Упал, чтобы подняться
– К жизни вне спорта люди адаптируются по-разному. Как получилось у вас?
– Задаваться вопросом, чем заниматься после футбола, я начал уже лет в 25. И, если честно, когда думал об этом, то впадал в ступор. А потом все произошло само собой. Я прошел через сложный период – операция, восстановление, завершение карьеры. Фактически я упал, чтобы подняться и пойти дальше. Сейчас работаю в сфере, никак не связанной со спортом, загруженность большая. Но рад, что все сложилось хорошо.
– В чем именно вам повезло?
– В том, что у меня есть жена Айгерим, которая помогла так, что словами и не опишешь.
Сезон на обезболивающих
– Говорят, что с вашим диагнозом вообще нельзя было играть в футбол.

_ПРЕДОСТАВЛЕННЫЕ СТРОКИ_.
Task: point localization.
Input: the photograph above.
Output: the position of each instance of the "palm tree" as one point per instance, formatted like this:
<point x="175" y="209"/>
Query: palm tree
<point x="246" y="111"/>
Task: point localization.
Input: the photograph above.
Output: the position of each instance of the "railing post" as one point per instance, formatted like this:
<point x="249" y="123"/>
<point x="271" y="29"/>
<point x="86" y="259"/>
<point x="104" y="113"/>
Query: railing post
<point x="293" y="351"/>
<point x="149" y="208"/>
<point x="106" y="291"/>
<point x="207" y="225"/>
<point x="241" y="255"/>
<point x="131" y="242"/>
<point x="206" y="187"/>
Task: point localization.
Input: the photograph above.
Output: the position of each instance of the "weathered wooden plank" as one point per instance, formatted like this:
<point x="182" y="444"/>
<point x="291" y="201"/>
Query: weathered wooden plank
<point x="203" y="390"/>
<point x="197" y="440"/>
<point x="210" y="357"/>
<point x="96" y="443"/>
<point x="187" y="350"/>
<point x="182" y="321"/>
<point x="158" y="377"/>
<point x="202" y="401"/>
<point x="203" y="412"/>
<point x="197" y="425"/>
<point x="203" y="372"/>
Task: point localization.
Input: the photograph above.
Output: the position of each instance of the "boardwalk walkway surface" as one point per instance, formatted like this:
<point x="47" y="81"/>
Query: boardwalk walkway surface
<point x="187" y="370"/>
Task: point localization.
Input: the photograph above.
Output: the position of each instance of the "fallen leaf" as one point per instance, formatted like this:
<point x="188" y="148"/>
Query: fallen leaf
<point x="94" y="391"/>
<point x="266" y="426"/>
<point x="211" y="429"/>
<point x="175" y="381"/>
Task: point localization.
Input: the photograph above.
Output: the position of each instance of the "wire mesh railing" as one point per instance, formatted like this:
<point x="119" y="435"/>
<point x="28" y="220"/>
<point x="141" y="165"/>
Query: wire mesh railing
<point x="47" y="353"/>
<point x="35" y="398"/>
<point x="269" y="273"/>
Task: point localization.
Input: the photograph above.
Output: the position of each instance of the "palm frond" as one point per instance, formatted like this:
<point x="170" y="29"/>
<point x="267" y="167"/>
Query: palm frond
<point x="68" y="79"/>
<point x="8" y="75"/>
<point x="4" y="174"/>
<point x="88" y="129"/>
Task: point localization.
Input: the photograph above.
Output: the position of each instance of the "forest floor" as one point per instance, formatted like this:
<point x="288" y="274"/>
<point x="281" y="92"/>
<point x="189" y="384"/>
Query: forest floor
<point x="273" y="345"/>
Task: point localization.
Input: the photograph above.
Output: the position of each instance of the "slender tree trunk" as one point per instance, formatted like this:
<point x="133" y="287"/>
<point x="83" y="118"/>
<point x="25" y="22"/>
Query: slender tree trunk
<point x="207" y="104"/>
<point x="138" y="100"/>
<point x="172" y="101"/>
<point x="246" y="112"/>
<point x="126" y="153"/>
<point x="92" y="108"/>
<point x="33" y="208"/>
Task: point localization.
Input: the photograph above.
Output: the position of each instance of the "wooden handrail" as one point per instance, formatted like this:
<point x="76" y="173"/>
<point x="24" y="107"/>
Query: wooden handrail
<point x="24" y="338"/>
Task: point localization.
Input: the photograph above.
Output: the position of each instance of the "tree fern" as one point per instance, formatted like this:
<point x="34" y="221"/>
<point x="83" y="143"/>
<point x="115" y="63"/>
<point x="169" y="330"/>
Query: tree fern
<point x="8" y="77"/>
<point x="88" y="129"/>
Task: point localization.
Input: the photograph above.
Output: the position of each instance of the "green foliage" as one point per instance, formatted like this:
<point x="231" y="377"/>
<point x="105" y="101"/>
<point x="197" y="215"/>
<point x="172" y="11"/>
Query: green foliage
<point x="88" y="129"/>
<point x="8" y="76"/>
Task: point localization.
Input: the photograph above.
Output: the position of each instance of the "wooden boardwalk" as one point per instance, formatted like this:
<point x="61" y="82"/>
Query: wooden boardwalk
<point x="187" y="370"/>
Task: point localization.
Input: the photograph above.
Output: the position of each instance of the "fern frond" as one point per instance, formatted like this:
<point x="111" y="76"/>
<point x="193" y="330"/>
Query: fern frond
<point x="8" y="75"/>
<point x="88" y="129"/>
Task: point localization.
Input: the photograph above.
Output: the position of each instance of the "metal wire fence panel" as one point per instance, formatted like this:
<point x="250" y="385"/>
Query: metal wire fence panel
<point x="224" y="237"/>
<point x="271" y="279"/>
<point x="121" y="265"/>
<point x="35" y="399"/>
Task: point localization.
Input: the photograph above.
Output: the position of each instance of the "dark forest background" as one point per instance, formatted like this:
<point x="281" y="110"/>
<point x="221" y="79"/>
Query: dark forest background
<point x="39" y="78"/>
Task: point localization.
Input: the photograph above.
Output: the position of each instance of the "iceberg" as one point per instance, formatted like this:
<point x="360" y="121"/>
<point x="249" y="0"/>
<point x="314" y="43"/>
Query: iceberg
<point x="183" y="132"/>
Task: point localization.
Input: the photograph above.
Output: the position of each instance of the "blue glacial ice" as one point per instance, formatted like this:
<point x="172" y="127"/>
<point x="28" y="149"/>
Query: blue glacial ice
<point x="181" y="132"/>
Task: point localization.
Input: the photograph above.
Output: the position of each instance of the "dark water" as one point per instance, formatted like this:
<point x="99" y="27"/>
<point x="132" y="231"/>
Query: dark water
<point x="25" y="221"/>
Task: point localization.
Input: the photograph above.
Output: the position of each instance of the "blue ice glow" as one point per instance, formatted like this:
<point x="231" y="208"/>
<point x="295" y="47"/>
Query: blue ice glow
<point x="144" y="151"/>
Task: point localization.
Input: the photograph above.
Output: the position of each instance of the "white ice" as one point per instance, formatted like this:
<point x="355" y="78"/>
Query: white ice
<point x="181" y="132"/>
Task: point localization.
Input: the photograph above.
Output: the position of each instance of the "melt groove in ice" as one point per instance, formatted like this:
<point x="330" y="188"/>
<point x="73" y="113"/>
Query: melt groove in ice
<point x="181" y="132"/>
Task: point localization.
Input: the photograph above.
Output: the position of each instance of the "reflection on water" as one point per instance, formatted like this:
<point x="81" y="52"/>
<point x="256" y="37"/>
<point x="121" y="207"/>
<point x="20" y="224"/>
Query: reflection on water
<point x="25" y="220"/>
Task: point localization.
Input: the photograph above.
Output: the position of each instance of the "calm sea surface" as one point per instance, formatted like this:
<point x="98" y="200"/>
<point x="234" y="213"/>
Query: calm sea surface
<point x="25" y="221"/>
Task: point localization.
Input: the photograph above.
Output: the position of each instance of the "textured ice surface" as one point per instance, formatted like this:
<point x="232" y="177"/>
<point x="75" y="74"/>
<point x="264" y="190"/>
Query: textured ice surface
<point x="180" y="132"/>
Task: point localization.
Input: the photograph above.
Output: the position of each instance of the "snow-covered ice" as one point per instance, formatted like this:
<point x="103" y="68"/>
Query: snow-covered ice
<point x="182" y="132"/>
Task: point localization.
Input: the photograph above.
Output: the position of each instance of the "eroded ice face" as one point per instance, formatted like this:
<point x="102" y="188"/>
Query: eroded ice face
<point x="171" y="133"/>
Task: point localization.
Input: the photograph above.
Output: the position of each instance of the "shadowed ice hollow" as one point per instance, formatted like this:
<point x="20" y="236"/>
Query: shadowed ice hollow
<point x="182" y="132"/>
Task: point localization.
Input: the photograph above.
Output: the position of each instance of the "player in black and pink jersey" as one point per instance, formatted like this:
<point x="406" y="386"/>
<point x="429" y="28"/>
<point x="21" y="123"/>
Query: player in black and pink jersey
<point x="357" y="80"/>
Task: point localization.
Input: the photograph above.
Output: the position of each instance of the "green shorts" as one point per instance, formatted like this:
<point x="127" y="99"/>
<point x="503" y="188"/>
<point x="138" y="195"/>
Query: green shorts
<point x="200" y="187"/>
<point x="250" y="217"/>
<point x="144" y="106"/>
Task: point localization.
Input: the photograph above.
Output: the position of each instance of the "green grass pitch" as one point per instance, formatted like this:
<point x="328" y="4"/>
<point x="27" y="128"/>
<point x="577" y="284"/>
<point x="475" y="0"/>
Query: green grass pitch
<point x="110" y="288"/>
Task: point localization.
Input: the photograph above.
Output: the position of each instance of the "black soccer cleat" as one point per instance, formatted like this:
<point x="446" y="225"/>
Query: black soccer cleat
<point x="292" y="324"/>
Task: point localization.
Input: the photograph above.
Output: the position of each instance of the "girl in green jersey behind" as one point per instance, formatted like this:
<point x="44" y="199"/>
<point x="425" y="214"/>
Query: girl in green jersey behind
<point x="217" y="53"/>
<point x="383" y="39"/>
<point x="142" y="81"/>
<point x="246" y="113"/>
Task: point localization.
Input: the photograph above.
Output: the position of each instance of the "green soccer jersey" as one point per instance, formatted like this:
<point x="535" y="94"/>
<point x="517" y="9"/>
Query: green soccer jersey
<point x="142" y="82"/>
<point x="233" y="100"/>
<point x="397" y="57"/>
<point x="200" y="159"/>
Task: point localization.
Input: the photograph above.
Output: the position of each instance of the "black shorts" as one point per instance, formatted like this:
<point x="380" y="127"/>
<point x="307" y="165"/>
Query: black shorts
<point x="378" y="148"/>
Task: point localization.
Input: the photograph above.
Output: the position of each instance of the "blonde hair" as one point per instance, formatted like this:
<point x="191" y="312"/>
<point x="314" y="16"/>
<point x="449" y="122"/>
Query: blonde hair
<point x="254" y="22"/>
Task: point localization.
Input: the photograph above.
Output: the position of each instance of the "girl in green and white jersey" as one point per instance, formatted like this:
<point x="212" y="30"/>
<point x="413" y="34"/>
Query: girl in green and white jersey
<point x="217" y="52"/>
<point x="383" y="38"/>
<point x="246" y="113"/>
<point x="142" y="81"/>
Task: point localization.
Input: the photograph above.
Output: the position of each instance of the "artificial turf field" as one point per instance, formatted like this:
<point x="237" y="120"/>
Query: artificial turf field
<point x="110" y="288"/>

_РАБОЧИЕ ЗАДАНИЯ_.
• 1. Перечислите, из чего, по словам собеседника в интервью, состоял сложный период, через который он прошел.
• 2. В каком возрасте собеседник в интервью начал задумываться о том, чем заниматься после футбола?
Строки здесь никакой роли не играют.

_СПИСОК ОТВЕТОВ_.
• 1. Операция, восстановление, завершение карьеры.

• 2. Примерно в 25 лет.